_TEXT SEGMENT_
System Design Load Balancing

Load balancing is the process of distributing incoming network traffic across multiple servers so no single server gets overwhelmed. Instead of one server handling all requests alone, a load balancer acts as a traffic controller that directs each request to the most suitable server at that moment.

Picture a highway with multiple toll booths. Without load balancing, all cars (requests) pile up at one booth while others sit empty. A load balancer opens all booths and directs cars evenly, keeping traffic flowing smoothly.

Why Load Balancing Is Essential

A single server has limits — memory, CPU, and network bandwidth. When traffic exceeds these limits, the server slows down or crashes. Load balancing solves this by spreading the work across many servers, enabling the system to handle far more traffic than any single machine could manage.

Load balancing also improves reliability. If one server fails, the load balancer automatically routes requests to the remaining healthy servers, so users experience no downtime.

How a Load Balancer Works

                        +----------+
                        |  Server  |
            +---------> |    A     |
            |           +----------+
            |
+----------+|           +----------+
|          ||           |  Server  |
|  Client  |+---------> |    B     |
| Requests ||           +----------+
|          ||
+----------+|           +----------+
     |      |           |  Server  |
     |      +---------> |    C     |
     v                  +----------+
+----------+
|  Load    |
| Balancer |
+----------+

All client requests arrive at the load balancer's single IP address.

_Collected data_
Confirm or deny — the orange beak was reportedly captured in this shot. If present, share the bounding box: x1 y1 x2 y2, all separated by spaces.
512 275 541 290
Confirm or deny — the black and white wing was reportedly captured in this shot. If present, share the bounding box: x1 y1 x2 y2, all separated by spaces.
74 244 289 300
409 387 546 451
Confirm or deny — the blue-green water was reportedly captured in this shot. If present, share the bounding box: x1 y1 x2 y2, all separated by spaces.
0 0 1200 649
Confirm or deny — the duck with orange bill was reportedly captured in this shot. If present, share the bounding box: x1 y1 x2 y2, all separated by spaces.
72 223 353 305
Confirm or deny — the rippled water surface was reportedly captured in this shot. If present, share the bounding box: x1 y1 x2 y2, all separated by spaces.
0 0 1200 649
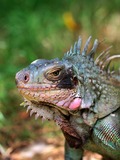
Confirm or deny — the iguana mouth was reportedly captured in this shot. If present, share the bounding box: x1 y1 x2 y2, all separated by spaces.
21 99 69 120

_REQUIRED TASKS_
1. Convert the stretch of the records from the line containing "Confirm or deny — the rippled" through the end of the records into a Markdown table with the columns Row and Line, giving each line a row number and skipping blank lines. Leave the pictures out.
2. Carry on the load balancing text, picking up right after its last sentence.

_ANSWERS FOR THIS EXERCISE_
1.
| Row | Line |
|---|---|
| 1 | Confirm or deny — the rippled water surface was reportedly captured in this shot. If present, share the bounding box: x1 y1 x2 y2, all separated by spaces. |
| 2 | 0 0 1200 649 |
| 3 | Confirm or deny — the iguana mouth was reportedly captured in this shot. If present, share the bounding box: x1 y1 x2 y2, all separated by spaces. |
| 4 | 21 99 69 120 |

2.
The load balancer evaluates which server should handle the request.
The request gets forwarded to the selected server.
The server processes the request and responds directly to the client (or through the load balancer).

Load Balancing Algorithms

Load balancers use different algorithms to decide which server gets each request:

1. Round Robin

Requests distribute to servers in a fixed circular order. Server A gets request 1, Server B gets request 2, Server C gets request 3, then back to Server A for request 4.

Request 1 → Server A
Request 2 → Server B
Request 3 → Server C
Request 4 → Server A  (back to start)
Request 5 → Server B

Best for: Servers with equal capacity handling similar workloads.

Problem: Ignores server current load. A slow server still receives the same share of requests.

2. Weighted Round Robin

Each server gets a weight based on its capacity. Powerful servers receive more requests proportional to their weight.

Server A (weight 3): handles 3 requests per cycle
Server B (weight 1): handles 1 request per cycle

Cycle: A, A, A, B, A, A, A, B ...

Best for: Server clusters where machines have different specs.

3. Least Connections

The load balancer always routes the next request to the server with the fewest active connections at that moment.

Server A: 50 active connections
Server B: 20 active connections  ← Next request goes here
Server C: 35 active connections

Best for: Long-running connections like WebSockets, database sessions.

4. IP Hash

The client's IP address determines which server handles its requests. The same client always reaches the same server.

Client IP 192.168.1.10 → Always → Server A
Client IP 192.168.1.20 → Always → Server B

Best for: Stateful sessions where the server needs to remember the user (shopping cart stored in server memory).

5. Random

A server gets selected at random for each request. Simple but statistically tends to distribute evenly over time.

6. Resource-Based (Adaptive)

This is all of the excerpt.